■ **Exercise brief**
Set down the entries once more exactly as they were written.

■ **Point localization data**
——
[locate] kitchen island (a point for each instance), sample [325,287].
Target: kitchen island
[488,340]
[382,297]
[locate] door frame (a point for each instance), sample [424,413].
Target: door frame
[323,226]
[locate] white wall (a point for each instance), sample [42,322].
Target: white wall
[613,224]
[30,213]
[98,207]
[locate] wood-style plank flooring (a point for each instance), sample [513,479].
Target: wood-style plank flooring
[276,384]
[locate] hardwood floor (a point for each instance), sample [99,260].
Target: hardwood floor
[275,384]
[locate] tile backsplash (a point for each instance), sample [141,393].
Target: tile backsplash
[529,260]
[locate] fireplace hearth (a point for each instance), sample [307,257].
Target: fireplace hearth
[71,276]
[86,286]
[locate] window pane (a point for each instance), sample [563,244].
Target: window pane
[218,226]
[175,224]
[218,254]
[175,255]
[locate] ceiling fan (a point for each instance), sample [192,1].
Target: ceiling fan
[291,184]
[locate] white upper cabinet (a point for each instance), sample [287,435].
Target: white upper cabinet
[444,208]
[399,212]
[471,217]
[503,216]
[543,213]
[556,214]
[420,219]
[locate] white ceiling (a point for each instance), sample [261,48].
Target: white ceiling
——
■ **Solution**
[locate] kitchen island (a point for each instance), sample [325,287].
Target: kitchen island
[488,340]
[382,297]
[locate] door frame (a point for each instance), sample [424,413].
Target: door frame
[323,226]
[locate] white wall (a point for each instance), sample [42,322].
Target: white wall
[613,224]
[30,213]
[98,207]
[locate] wood-style plank flooring (a point for each instance), sample [513,479].
Target: wood-style plank flooring
[276,384]
[locate] hardwood floor (a point for each instance), sample [99,260].
Target: hardwood floor
[275,384]
[locate] tile backsplash (a point for each instance), sample [141,393].
Target: tile backsplash
[529,260]
[locate] fireplace hearth (a point for each instance), sample [307,257].
Target: fireplace hearth
[71,276]
[86,286]
[locate] window pane (a point for each instance), sample [563,244].
Target: window pane
[218,226]
[175,224]
[218,254]
[175,255]
[locate] ceiling fan (a point for each instance), sample [192,1].
Target: ceiling fan
[291,184]
[locate] white upper cabinet (a point for each instance), sample [287,435].
Target: white upper cabinet
[444,208]
[399,212]
[471,217]
[503,216]
[543,213]
[556,214]
[420,219]
[locate] white ceiling (a point for each instance), sample [261,48].
Target: white ceiling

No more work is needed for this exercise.